▶ _Goal of the exercise_:
From the data below, copy each line that includes the word "written".

▶ _Information provided_:
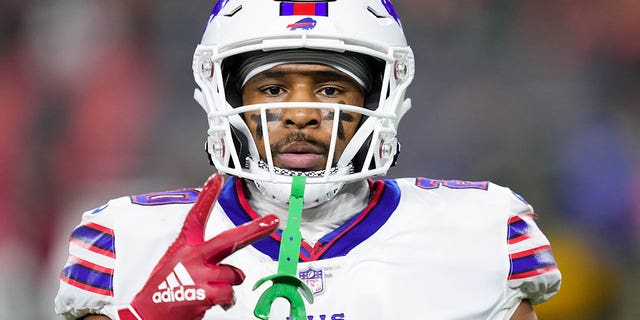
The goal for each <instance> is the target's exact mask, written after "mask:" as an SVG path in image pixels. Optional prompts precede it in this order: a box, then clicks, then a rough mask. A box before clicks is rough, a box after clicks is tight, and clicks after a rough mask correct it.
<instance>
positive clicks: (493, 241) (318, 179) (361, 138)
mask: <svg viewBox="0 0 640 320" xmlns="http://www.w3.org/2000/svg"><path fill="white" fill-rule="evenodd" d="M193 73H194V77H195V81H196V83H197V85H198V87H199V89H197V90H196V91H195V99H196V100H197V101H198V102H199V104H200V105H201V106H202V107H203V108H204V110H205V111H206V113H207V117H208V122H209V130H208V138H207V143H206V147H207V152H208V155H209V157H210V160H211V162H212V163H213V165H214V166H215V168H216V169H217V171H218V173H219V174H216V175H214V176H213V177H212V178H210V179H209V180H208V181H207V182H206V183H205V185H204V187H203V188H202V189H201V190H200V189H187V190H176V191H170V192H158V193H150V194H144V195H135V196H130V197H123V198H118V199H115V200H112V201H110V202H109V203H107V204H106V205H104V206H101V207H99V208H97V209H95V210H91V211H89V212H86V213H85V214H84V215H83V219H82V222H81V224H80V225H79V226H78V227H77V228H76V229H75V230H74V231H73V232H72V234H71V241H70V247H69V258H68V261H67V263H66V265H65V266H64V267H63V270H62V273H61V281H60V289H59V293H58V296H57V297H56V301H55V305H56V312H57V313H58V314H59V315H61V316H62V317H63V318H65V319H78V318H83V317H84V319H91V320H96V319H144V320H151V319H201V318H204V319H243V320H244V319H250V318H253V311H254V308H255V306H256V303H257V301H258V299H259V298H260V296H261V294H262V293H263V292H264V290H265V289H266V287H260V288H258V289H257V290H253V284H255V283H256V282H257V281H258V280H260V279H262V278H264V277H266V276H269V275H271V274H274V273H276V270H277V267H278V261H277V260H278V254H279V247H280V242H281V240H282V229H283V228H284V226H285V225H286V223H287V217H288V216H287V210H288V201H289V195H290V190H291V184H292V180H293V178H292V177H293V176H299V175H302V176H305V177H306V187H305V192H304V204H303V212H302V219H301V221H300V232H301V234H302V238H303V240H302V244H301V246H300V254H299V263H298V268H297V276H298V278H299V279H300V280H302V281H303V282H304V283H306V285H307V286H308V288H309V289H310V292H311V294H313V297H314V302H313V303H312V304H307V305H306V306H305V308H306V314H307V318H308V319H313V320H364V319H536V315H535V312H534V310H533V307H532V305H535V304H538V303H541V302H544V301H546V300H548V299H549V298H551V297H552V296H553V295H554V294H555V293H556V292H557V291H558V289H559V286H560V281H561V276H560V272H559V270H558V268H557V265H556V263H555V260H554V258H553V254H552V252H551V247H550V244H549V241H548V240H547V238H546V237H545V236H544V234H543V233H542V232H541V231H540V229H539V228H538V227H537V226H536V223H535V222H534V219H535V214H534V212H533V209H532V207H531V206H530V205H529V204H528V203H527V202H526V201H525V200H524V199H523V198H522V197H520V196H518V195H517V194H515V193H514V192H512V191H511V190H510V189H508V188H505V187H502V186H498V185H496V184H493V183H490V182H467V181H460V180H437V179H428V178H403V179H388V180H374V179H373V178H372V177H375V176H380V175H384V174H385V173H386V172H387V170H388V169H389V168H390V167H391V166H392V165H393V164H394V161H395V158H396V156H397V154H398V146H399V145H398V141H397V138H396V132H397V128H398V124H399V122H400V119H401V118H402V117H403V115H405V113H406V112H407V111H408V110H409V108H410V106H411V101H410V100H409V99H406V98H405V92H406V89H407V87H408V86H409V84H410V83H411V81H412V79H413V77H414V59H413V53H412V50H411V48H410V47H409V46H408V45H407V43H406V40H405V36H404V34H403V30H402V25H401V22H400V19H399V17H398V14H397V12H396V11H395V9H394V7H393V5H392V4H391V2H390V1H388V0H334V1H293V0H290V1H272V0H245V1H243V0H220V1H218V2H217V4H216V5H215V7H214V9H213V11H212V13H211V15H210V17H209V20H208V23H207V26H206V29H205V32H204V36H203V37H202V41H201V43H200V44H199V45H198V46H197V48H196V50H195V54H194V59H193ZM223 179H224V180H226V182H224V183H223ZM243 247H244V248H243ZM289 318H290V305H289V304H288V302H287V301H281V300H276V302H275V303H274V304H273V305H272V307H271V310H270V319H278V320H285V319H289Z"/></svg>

...

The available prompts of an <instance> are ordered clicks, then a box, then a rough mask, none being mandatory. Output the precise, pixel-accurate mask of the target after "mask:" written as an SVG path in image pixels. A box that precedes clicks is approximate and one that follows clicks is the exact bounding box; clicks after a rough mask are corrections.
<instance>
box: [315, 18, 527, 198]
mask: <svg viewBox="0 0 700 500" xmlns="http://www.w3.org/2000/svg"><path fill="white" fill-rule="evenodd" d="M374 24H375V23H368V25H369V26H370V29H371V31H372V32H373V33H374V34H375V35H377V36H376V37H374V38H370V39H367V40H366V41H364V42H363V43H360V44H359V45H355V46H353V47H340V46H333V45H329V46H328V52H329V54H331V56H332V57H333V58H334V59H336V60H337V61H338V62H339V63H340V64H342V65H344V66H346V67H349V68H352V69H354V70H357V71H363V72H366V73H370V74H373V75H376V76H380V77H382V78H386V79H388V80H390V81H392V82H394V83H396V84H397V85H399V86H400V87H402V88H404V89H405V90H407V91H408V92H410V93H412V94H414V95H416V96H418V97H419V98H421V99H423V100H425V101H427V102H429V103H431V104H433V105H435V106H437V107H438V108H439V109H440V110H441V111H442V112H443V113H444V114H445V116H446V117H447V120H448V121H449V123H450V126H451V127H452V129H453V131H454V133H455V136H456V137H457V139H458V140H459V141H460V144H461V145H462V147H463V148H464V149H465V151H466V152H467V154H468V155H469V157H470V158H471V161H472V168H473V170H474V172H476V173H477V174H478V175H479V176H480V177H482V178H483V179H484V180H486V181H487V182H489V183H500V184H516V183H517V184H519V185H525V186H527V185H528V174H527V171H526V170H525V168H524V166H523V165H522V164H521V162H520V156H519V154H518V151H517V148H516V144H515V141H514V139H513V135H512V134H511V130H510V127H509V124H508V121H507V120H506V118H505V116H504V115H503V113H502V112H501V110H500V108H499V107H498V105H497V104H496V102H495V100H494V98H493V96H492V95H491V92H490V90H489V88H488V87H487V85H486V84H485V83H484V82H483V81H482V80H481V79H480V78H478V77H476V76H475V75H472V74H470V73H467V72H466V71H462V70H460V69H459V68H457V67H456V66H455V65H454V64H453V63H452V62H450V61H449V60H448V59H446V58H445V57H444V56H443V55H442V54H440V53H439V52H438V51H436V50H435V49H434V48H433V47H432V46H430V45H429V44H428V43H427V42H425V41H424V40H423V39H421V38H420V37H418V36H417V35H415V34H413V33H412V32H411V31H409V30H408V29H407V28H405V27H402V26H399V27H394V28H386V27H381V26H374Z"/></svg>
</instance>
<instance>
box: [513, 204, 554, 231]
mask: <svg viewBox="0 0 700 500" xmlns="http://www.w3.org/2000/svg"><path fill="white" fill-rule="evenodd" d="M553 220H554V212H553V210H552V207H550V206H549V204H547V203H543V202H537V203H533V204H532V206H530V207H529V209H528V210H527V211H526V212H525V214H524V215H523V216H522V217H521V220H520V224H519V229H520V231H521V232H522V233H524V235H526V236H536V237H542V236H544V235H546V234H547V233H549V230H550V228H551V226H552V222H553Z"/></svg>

▶ _Problem solution_:
The goal for each <instance> is the target's exact mask, written after "mask:" as an SVG path in image pixels. Optional prompts precede it in this order: a box, then clicks, then a rough mask. A box before clicks is rough, a box after clicks is tight, and clicks after a rough mask correct it.
The available prompts of an <instance> are ordered clicks, then a box, then a rough mask, none being mandatory. Output the precise, pixel-accurate mask of the target after "mask:" written as an SVG path in image pixels. A box that precedes clicks is approximate and one that follows clicks is the exact bounding box; clicks after a rough mask are corrections.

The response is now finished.